* Instructions to follow: Carry on the ContiFormer notes below from their last line, keeping the same outline format.

* Extract:
ContiFormer: Continuous-Time Transformer for Irregular Time Series Modeling


Contents

  1. Abstract
  2. Preliminaries
  3. Methodology
    1. Overview
    2. Embedding Layer
    3. Mamba Pre-processing Layer
    4. MambaFormer Layer
    5. Forecasting Layer
  4. Experiments


0. Abstract

Continuous-time dynamics on Irregular TS (ITS)

  • critical to account for (1) data evolution and (2) correlations that occur continuously


Previous works

  • a) RNN, Transformer models: discrete

    \(\rightarrow\) Limitations in generalizing to continuous-time data paradigms.

  • b) Neural ODEs

    • Promising results in dealing with ITS
    • Fail to capture the intricate correlations within these sequences


ContiFormer

  • Extends the relation modeling of Transformer to the continuous-time domain
  • Explicitly incorporates the modeling abilities of continuous dynamics of Neural ODEs with the attention mechanism of Transformers.


1. Introduction

Paragraph 1) Characteristics of ITS

  • (1) Irregularly generated or non-uniformly sampled observations with variable time intervals
  • (2) Still, the underlying data-generating process is assumed to be continuous
  • (3) Relationships among the observations can be intricate and continuously evolving.


Paragraph 2) Challenges for moddel design

  • Divide into equally sized intervals??

\(\rightarrow\) Weverely damage the continuity of the data

  • Recent works)
    • Underlying continuous-time process is appreciated for ITS modeling
  • Argue that the correlation within the observed data is also constantly changing over time


Paragraph 3) Two main branches

  • (1) Neural ODEs & SSMs
    • Pros) Promising abilities for capturing the dynamic change of the system over time
    • Cons) Overlook the intricate relationship between observations
  • (2) RNN & Transformers
    • Pros) Capitalizes on the powerful inductive bias of NN
    • Cons) Fixed-time encoding or learning upon certain kernel functions … fails to capture the complicated input-dependent dynamic systems


Paragraph 4) ContiFormer (Continuous-Time Transformer)

  • ContiFormer = (a) + (b)

    • (a) Continuous dynamics of Neural ODEs
    • (b) Attention mechanism of Transformers

    \(\rightarrow\) Breaks the discrete nature of Transformer models.

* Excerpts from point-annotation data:
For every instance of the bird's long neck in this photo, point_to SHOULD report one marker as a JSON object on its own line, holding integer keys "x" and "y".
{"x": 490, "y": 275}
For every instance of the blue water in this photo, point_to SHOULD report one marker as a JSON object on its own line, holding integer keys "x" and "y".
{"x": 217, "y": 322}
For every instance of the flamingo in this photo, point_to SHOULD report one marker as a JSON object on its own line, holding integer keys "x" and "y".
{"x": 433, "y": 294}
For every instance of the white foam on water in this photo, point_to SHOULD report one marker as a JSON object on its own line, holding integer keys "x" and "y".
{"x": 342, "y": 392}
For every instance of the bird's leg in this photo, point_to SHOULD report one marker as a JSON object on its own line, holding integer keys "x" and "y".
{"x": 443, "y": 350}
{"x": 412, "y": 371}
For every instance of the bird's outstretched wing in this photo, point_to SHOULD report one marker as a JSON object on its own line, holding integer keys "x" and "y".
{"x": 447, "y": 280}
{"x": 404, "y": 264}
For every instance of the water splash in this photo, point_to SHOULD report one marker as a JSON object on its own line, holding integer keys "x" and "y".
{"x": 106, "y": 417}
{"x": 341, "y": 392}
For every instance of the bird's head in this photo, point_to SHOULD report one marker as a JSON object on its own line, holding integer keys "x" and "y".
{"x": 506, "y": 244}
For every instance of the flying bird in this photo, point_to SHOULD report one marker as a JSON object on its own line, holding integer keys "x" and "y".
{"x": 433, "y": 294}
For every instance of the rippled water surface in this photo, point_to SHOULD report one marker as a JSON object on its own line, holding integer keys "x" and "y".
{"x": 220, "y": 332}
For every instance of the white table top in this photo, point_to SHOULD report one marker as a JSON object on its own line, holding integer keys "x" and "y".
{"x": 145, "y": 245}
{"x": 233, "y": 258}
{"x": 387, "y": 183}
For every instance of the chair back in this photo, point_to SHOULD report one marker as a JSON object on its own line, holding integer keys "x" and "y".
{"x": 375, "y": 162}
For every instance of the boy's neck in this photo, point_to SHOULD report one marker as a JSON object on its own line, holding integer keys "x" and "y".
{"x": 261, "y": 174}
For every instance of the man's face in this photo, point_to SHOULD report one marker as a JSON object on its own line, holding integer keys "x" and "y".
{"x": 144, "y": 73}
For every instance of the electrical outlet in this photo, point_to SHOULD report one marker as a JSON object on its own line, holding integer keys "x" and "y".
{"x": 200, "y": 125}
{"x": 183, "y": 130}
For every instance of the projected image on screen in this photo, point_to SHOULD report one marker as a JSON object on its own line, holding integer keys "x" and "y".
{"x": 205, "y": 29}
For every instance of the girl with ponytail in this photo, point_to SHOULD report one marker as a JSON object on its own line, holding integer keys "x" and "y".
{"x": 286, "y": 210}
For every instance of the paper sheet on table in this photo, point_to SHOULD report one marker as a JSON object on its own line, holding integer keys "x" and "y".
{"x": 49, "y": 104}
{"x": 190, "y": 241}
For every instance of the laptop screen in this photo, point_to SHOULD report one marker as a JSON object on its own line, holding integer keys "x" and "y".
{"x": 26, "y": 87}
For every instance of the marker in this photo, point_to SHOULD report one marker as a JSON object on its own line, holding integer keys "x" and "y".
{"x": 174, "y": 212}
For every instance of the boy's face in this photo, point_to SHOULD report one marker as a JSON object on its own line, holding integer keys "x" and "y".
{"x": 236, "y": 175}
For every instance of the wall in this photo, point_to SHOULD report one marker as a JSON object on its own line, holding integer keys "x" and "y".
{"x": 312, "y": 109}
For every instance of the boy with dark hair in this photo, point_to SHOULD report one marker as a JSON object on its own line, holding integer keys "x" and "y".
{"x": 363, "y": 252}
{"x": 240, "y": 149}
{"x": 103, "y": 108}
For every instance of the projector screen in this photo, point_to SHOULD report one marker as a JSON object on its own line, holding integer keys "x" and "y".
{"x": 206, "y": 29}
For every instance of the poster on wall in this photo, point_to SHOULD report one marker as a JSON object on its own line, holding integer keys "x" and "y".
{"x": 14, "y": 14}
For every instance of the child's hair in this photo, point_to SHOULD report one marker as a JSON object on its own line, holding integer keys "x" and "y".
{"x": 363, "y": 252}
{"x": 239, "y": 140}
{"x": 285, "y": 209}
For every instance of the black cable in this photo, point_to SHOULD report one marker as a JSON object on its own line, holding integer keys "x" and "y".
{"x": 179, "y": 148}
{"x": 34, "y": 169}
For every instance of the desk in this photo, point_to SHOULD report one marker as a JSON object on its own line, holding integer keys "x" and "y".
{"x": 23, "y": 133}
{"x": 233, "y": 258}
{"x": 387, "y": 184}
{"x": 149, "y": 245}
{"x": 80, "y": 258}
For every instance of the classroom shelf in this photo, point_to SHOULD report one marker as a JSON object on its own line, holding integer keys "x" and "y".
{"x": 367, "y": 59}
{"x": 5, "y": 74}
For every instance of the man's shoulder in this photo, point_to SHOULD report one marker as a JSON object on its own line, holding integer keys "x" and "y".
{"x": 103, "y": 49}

* Response:
  • Process

    • Step 1) Defining latent trajectories for each observation in the given irregularly sampled data points
    • Step 2) Extends the “discrete” dot-product in Transformers to a “continuous”-time domain
      • Attention: calculated between continuous dynamics.


Contribution

a) Continuous-Time Transformer

  • First to incorporate a continuous-time mechanism into attention calculation in Transformer,

b) Parallelism Modeling

  • Propose a novel reparameterization method, allowing us to parallelly execute the continuous-time attention in the different time ranges

c) Theoretical Analysis

  • Mathematically characterize that various Transformer variants can be viewed as special instances of ContiFormer

d) Experiment Results

  • TS interpolation, classification, and prediction


2. Method

Irregular TS

  • \(\Gamma=\left[\left(X_1, t_1\right), \ldots,\left(X_N, t_N\right)\right]\),
    • Observations may occur at any time
    • Observation time points \(\boldsymbol{\omega}=\left(t_1, \ldots, t_N\right)\) are with irregular intervals
  • \(X=\left[X_1 ; X_2 ; \ldots, X_N\right] \in \mathbb{R}^{N \times d}\).


figure2


Input)

  • (1) Irregular time series \(X\)
  • (2) Sampled time \(\boldsymbol{\omega}\)
    • Sequence of (reference) time points
    • \(t\) : random variable representing a query time point

Output)

  • Latent continuous trajectory

    ( = captures the dynamic change of the underlying system )


Summary

  • Transforms the discrete observation sequence into the continuous-time domain
  • Attention module ( = Continuous perspective )
    • Expands the dot-product operation in vanilla Transformer to the continuous-time domain
      • (1) Models the underlying continuous dynamics
      • (2) Captures the evolving input-dependent process


(1) Continuous-Time Attention Mechanism

Core of the ContiFormer layer

  • continuous-time multi-head attention (CT-MHA)
  • Transform \(X\) into…
    • \(Q=\left[Q_1 ; Q_2 ; \ldots ; Q_N\right]\),
    • \(K=\left[K_1 ; K_2 ; \ldots ; K_N\right]\),
    • \(V=\left[V_1 ; V_2 ; \ldots ; V_N\right]\).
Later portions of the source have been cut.